Written task »
Replace every "lane-occupancy pass" in the material below with "crowd-density pass", and write out all the lines again with nothing else changed.

Entries »
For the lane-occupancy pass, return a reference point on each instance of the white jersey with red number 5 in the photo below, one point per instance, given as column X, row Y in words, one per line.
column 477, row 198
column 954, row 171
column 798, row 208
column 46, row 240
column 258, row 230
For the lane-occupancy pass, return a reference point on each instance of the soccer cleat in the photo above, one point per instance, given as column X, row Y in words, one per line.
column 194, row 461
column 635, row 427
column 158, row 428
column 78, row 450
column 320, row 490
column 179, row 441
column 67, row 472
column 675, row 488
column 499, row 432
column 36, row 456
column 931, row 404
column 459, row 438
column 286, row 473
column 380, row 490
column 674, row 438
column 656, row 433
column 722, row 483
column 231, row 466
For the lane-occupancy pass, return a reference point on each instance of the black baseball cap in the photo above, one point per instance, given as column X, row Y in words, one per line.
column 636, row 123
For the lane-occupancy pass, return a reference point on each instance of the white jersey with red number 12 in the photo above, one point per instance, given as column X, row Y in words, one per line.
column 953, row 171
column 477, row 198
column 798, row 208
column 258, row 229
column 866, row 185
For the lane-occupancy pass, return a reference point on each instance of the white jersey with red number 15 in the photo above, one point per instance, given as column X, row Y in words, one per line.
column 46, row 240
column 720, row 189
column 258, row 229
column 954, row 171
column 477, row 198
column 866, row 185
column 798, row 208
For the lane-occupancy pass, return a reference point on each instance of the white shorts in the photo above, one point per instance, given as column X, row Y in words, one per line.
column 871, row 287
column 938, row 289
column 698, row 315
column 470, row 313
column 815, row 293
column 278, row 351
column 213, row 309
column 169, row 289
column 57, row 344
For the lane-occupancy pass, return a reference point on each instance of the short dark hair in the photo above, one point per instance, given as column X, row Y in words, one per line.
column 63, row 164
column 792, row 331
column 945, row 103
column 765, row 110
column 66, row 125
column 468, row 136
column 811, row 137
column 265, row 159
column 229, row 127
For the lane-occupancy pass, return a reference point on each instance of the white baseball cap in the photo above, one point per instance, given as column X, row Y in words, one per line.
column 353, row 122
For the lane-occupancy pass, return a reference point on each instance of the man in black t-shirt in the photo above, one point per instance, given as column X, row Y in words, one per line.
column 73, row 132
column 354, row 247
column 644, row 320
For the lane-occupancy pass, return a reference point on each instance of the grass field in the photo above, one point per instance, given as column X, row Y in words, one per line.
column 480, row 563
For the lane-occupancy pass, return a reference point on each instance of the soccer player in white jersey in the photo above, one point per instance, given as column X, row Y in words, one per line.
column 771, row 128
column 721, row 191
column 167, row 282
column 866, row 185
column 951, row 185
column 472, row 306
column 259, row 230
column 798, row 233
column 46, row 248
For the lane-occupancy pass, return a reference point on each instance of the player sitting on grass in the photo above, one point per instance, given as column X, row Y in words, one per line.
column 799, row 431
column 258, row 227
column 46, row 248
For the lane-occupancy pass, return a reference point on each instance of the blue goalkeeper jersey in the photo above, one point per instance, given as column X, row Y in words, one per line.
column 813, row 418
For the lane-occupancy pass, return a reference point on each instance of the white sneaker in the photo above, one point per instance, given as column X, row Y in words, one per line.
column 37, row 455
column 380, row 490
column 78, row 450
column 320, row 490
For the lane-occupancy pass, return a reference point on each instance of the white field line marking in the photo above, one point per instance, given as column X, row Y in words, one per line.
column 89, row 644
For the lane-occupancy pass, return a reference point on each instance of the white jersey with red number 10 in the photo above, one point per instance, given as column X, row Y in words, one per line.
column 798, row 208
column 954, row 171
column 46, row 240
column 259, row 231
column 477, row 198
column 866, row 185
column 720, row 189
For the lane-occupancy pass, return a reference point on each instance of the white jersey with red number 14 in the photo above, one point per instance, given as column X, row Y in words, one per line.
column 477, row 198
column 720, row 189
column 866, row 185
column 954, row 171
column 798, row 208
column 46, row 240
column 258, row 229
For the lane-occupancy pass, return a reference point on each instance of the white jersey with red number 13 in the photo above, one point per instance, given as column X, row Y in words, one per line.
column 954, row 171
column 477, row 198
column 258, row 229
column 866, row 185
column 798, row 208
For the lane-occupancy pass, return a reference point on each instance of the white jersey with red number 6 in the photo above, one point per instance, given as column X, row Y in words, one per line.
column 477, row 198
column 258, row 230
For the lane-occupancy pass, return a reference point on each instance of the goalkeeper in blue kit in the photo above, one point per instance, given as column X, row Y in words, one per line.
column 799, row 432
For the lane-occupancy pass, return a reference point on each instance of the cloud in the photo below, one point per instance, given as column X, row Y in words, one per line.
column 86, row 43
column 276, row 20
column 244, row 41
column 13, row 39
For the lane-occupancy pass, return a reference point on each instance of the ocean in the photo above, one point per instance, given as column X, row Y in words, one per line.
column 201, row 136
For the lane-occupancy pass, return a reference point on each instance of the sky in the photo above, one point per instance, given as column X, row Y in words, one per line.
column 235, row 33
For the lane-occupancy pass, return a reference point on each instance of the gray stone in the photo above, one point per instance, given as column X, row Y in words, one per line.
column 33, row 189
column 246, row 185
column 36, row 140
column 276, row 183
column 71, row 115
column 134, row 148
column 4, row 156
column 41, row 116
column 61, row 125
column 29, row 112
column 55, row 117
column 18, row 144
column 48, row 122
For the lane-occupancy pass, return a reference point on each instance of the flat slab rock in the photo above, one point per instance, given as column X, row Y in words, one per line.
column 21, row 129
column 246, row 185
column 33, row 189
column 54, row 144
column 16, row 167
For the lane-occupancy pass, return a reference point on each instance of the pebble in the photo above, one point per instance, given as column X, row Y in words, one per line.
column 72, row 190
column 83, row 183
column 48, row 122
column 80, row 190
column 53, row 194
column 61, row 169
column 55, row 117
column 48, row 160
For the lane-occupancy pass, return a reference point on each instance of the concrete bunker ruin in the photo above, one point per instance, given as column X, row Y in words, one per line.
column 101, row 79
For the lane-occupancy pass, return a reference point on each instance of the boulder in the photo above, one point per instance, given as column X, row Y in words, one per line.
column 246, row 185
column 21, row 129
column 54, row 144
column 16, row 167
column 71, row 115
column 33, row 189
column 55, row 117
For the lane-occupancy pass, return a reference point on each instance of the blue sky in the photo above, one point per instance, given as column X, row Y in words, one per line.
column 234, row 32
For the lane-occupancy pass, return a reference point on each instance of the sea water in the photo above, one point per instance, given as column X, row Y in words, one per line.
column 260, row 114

The reply »
For the crowd-density pass, return a reference point on each instance of the white jersey with red number 5 in the photo below, one point per instance, given as column X, row Y in words, one per line.
column 477, row 198
column 954, row 171
column 798, row 208
column 46, row 240
column 258, row 230
For the crowd-density pass, return a reference point on each instance of the soccer cleat in the photo above, one point per instance, given as column X, row Y in words, one per line.
column 194, row 461
column 635, row 427
column 158, row 428
column 78, row 450
column 320, row 490
column 179, row 441
column 67, row 472
column 675, row 488
column 499, row 432
column 36, row 456
column 931, row 404
column 459, row 438
column 286, row 473
column 380, row 490
column 674, row 438
column 656, row 433
column 722, row 483
column 231, row 466
For the crowd-density pass, return a reference point on each instance of the black baseball cap in the photo above, one point per instance, given as column X, row Y in words, one per line.
column 636, row 123
For the crowd-density pass, return a reference point on each instance of the white jersey with red number 12 in the photo above, one point per instance, given as column X, row Y in words, one per line.
column 953, row 171
column 477, row 198
column 798, row 208
column 258, row 229
column 866, row 185
For the crowd-density pass, return a reference point on each instance of the white jersey with red number 15 in the photo above, one point per instance, given as column X, row Y in words, one per line.
column 46, row 240
column 720, row 189
column 258, row 229
column 954, row 171
column 477, row 198
column 866, row 185
column 798, row 208
For the crowd-density pass, return a reference point on each instance of the white shorts in the photo above, one point per instance, given as column X, row Y in words, one per line.
column 871, row 287
column 938, row 289
column 698, row 315
column 470, row 313
column 815, row 293
column 278, row 351
column 213, row 309
column 169, row 289
column 57, row 344
For the crowd-density pass, return a reference point on each instance of the short dark hair in the photo above, one point per instance, given as column X, row Y in words, one per line.
column 63, row 164
column 792, row 331
column 945, row 103
column 765, row 110
column 66, row 125
column 468, row 136
column 811, row 137
column 265, row 159
column 229, row 127
For the crowd-density pass, return a reference point on each instance of the white baseball cap in the photo above, one point per instance, given as column X, row Y in words, one per line.
column 353, row 122
For the crowd-density pass, return a reference point on each instance of the man in black t-shirt in the photo above, one point per instance, given as column X, row Y in words, one per line.
column 73, row 132
column 354, row 247
column 644, row 320
For the crowd-density pass, return a reference point on each instance of the grass field in the photo above, one point per instance, given as column X, row Y in words, one per line.
column 480, row 563
For the crowd-density pass, return a reference point on each instance of the soccer player in white jersey in the photo above, one point per instance, given as column X, row Y in words, one per line.
column 771, row 128
column 721, row 191
column 167, row 282
column 866, row 185
column 951, row 185
column 472, row 306
column 259, row 230
column 798, row 233
column 46, row 248
For the crowd-density pass, return a reference point on each instance of the player sitting on grass in the photo above, one point per instance, given as column X, row Y in words, one per line.
column 799, row 431
column 258, row 227
column 46, row 248
For the crowd-density pass, return a reference point on each instance of the blue goalkeeper jersey in the photo above, one point per instance, given as column X, row Y in words, one per line.
column 813, row 418
For the crowd-density pass, return a reference point on each instance of the white sneaker in the photo above, one point per instance, given as column X, row Y in words, one per line.
column 37, row 455
column 380, row 490
column 78, row 450
column 320, row 490
For the crowd-density pass, return a reference point on each instance of the white field line marking in the photo above, one point per instance, given as column X, row Y in words, one per line.
column 89, row 644
For the crowd-density pass, return a reference point on each instance of the white jersey with red number 10 in the photo above, one point per instance, given as column X, row Y in words, one per line.
column 798, row 208
column 954, row 171
column 46, row 240
column 259, row 231
column 477, row 198
column 866, row 185
column 720, row 189
For the crowd-density pass, return a reference point on each instance of the white jersey with red number 14 in the photo above, one point per instance, given as column X, row Y in words, one per line.
column 477, row 198
column 720, row 189
column 866, row 185
column 954, row 171
column 798, row 208
column 46, row 240
column 258, row 229
For the crowd-density pass, return a reference point on each instance of the white jersey with red number 13 in the photo above, one point per instance, given as column X, row Y in words, one per line.
column 954, row 171
column 477, row 198
column 258, row 229
column 866, row 185
column 798, row 208
For the crowd-density pass, return a reference point on each instance of the white jersey with red number 6 in the photo above, one point per instance, given as column X, row Y in words, one per line.
column 477, row 198
column 258, row 230
For the crowd-density pass, return a reference point on each instance of the goalkeeper in blue kit in the photo above, one point per instance, given as column X, row Y in words, one per line.
column 799, row 432
For the crowd-density pass, return a reference point on each instance of the cloud in the photo below, one point per instance, given as column X, row Y in words, one per line.
column 86, row 43
column 276, row 20
column 244, row 41
column 13, row 39
For the crowd-density pass, return a reference point on each instance of the ocean in the photo above, one point per instance, given as column X, row Y in words, one per line.
column 201, row 136
For the crowd-density pass, return a reference point on each instance of the sky in the photo above, one point per instance, given as column X, row Y in words, one per line.
column 235, row 33
For the crowd-density pass, return a reference point on each instance of the gray stone in the photo above, one point per instance, given as column X, row Y in words, one per line.
column 33, row 189
column 246, row 185
column 36, row 140
column 276, row 183
column 71, row 115
column 134, row 148
column 4, row 156
column 41, row 116
column 61, row 125
column 29, row 112
column 55, row 117
column 18, row 144
column 48, row 122
For the crowd-density pass, return a reference point on each instance of the flat slab rock in the photo above, one point per instance, given as column X, row Y in words, one per line.
column 21, row 129
column 246, row 185
column 33, row 189
column 54, row 144
column 16, row 167
For the crowd-density pass, return a reference point on each instance of the pebble in the photo above, one point per instance, given as column X, row Y in words, one per line.
column 72, row 190
column 83, row 183
column 48, row 122
column 80, row 190
column 53, row 194
column 61, row 169
column 55, row 117
column 48, row 160
For the crowd-density pass, return a reference point on each instance of the concrete bunker ruin in the photo above, one point per instance, given as column X, row Y in words, one per line.
column 101, row 79
For the crowd-density pass, return a reference point on each instance of the boulder in the photo above, one point per instance, given as column X, row Y in words, one per line.
column 246, row 185
column 21, row 129
column 54, row 144
column 16, row 167
column 71, row 115
column 33, row 189
column 55, row 117
For the crowd-density pass, return a reference point on each instance of the blue sky in the photo above, one point per instance, given as column X, row Y in words, one per line.
column 234, row 32
For the crowd-density pass, return a reference point on each instance of the sea water in the photo above, one point per instance, given as column X, row Y in words, one per line.
column 260, row 114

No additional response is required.